Problem statement
Please print every one of the rows below word for word, without changing anything.

start

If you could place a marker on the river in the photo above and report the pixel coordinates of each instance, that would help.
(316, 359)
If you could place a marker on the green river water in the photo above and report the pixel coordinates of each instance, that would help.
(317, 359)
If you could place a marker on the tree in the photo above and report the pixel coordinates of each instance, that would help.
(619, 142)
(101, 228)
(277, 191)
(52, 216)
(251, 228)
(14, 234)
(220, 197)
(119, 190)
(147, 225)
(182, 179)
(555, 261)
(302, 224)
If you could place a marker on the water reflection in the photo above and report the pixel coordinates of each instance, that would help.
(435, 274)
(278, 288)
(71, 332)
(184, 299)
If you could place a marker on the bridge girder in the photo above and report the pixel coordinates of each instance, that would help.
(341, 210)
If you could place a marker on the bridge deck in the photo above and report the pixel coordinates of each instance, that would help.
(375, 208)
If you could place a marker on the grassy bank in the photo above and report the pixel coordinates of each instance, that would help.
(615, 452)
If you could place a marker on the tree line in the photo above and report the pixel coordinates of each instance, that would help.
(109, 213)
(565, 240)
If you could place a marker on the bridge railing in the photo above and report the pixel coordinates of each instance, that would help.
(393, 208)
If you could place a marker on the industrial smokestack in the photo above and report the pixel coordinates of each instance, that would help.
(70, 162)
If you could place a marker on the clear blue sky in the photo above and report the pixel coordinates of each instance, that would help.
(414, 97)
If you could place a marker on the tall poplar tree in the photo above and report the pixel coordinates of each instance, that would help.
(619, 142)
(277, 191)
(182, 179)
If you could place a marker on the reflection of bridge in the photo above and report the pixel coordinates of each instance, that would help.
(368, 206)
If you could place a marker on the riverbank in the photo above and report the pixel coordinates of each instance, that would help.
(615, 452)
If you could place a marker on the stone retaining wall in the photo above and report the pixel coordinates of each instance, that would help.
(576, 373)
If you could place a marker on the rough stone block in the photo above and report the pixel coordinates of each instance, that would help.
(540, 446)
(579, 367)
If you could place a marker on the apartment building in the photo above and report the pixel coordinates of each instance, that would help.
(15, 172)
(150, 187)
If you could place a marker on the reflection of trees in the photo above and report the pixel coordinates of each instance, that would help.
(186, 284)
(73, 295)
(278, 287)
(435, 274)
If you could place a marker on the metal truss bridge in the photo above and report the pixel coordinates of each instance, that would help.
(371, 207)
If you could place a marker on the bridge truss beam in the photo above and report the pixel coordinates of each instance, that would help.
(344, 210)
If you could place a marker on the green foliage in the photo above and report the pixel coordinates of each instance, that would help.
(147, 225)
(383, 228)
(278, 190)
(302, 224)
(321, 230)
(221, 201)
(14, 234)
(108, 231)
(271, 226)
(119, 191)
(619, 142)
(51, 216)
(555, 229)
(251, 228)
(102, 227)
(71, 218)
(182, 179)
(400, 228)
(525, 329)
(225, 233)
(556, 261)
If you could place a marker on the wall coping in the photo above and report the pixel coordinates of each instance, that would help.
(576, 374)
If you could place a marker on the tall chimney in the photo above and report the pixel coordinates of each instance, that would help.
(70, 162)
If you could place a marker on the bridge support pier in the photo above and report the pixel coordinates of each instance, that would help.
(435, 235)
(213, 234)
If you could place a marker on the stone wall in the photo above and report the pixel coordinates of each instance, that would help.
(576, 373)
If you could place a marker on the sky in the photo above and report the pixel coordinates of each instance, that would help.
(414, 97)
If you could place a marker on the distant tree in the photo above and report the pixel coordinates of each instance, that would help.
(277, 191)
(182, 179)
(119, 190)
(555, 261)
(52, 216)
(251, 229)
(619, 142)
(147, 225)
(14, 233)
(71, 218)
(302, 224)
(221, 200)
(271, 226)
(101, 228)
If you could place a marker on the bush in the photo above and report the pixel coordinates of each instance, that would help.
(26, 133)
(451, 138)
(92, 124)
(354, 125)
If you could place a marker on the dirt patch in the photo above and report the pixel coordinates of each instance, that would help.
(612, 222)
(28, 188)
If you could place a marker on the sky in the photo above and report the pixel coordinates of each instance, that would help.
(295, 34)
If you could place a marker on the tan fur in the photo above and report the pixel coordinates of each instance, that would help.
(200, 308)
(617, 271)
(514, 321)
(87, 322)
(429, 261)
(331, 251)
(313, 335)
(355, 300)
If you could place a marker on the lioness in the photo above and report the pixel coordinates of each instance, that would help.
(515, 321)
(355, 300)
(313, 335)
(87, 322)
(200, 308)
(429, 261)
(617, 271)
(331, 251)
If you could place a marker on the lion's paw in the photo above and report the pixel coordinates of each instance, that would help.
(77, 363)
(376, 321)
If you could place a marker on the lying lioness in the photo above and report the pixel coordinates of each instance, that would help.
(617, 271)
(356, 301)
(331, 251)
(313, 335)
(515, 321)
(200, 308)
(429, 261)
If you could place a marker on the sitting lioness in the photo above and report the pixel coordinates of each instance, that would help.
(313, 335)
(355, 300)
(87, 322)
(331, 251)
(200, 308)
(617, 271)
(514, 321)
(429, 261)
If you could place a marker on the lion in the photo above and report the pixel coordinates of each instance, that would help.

end

The response
If you could place a marker on the river in the photo above and report the pixel coordinates of each instance, that would help.
(316, 359)
If you could place a marker on the green river water in the photo above and report the pixel coordinates of each instance, that would help.
(317, 359)
If you could place a marker on the tree in the photo above and report the pixel coordinates of each instance, that would help.
(619, 142)
(101, 228)
(277, 191)
(52, 216)
(251, 228)
(14, 234)
(220, 197)
(119, 190)
(147, 225)
(182, 179)
(555, 261)
(302, 224)
If you could place a marker on the water reflection in the photo above and report the pixel coordinates of each instance, that would help.
(435, 274)
(278, 288)
(71, 332)
(184, 299)
If you could place a marker on the bridge girder in the photo above and report the pixel coordinates of each instance, that would help.
(341, 210)
If you could place a marker on the bridge deck in the photo above and report the pixel coordinates of each instance, that would help.
(375, 208)
If you could place a marker on the grassy bank in the photo above and report the pixel coordinates of each instance, that would help.
(615, 452)
If you could place a marker on the tree line in the photo above and report the pixel coordinates of each instance, that would help.
(109, 213)
(565, 240)
If you could place a marker on the bridge railing in the photo above and report the pixel coordinates of each instance, that would help.
(393, 208)
If you could place a marker on the industrial smokestack in the photo above and report the pixel coordinates of each instance, that would help.
(70, 162)
If you could place a marker on the clear blue sky in the photo above and report the pixel coordinates of each instance, that would help.
(414, 97)
If you could place a marker on the tall poplar tree in the photo above and report the pixel coordinates of each instance, that would help.
(619, 142)
(277, 191)
(182, 179)
If you could place a marker on the reflection of bridge in the photo above and report the pixel coordinates of each instance, that would help.
(368, 206)
If you could place a marker on the riverbank in the photo above and report the pixel coordinates of each instance, that would help.
(615, 452)
If you could place a marker on the stone retaining wall in the photo above and report the pixel coordinates of each instance, that would help.
(576, 373)
If you could place a marker on the rough stone block in the photo above and report the pixel coordinates of each instance, that would help.
(540, 446)
(579, 367)
If you could place a marker on the apartment building in the photo above and report the pixel coordinates of each instance, that would help.
(15, 172)
(150, 187)
If you could place a marker on the reflection of trees in the photo above and report the pixel coordinates of each instance, that would help.
(186, 284)
(73, 295)
(278, 287)
(435, 274)
If you could place a marker on the metal truss bridge in the photo above and report the pixel coordinates of each instance, that would help.
(371, 207)
If you could place a marker on the bridge truss beam in the photo above and report the pixel coordinates of each instance, that would help.
(344, 210)
If you could place a marker on the green foliage in the photo above and report the pixel coordinates of each instance, that would help.
(147, 225)
(383, 228)
(278, 190)
(302, 224)
(321, 230)
(221, 201)
(14, 234)
(108, 231)
(271, 226)
(119, 191)
(619, 142)
(51, 216)
(555, 229)
(251, 228)
(102, 227)
(71, 218)
(182, 179)
(400, 228)
(525, 329)
(225, 233)
(556, 261)
If you could place a marker on the wall coping in the photo above and report the pixel coordinates of each instance, that would help.
(576, 374)
If you could place a marker on the tall chimney in the photo above and report the pixel coordinates of each instance, that would help.
(70, 162)
If you could place a marker on the bridge support pier in the photo above and report the pixel coordinates of each instance, that would help.
(435, 235)
(213, 234)
If you could place a marker on the stone wall in the photo above and report the pixel coordinates of each instance, that would help.
(576, 373)
If you could place a marker on the sky in the photo above and report the pixel coordinates of each instance, that would help.
(414, 97)
If you could place a marker on the distant tree in the photo above and report the pixel coordinates of each instance, that would help.
(277, 191)
(182, 179)
(119, 190)
(555, 261)
(52, 216)
(251, 229)
(619, 142)
(147, 225)
(14, 233)
(71, 218)
(302, 224)
(221, 200)
(271, 226)
(101, 228)
If you could place a marker on the bush in the photo above and report the pixel coordinates of each instance, that would help.
(26, 133)
(451, 138)
(92, 124)
(354, 125)
If you could place a marker on the dirt patch in the photo above and report the pixel coordinates of each instance, that would help.
(612, 222)
(28, 188)
If you could place a marker on the sky in the photo above and report the pixel coordinates of each instance, that would help.
(295, 34)
If you could place a marker on the tan fur in the photo above and report the pixel coordinates of each instance, that would help.
(200, 308)
(617, 271)
(514, 321)
(87, 322)
(429, 261)
(331, 251)
(313, 335)
(355, 300)
If you could place a marker on the lioness in the photo above and report the pixel coordinates of each instance, that would help.
(515, 321)
(355, 300)
(313, 335)
(87, 322)
(200, 308)
(429, 261)
(617, 271)
(331, 251)
If you could place a marker on the lion's paw in the photo above and report the pixel coordinates of each instance, that would help.
(77, 363)
(376, 321)
If you could place a marker on the lying lioness in the photo above and report the pixel coordinates of each instance, that would help.
(617, 271)
(356, 301)
(331, 251)
(313, 335)
(515, 321)
(200, 308)
(429, 261)
If you could place a marker on the sitting lioness in the photo above and report the pixel coordinates of each instance, that would help.
(313, 335)
(355, 300)
(87, 322)
(331, 251)
(200, 308)
(617, 271)
(514, 321)
(429, 261)
If you could place a marker on the lion in the photo above and report the pixel coordinates of each instance, that would help.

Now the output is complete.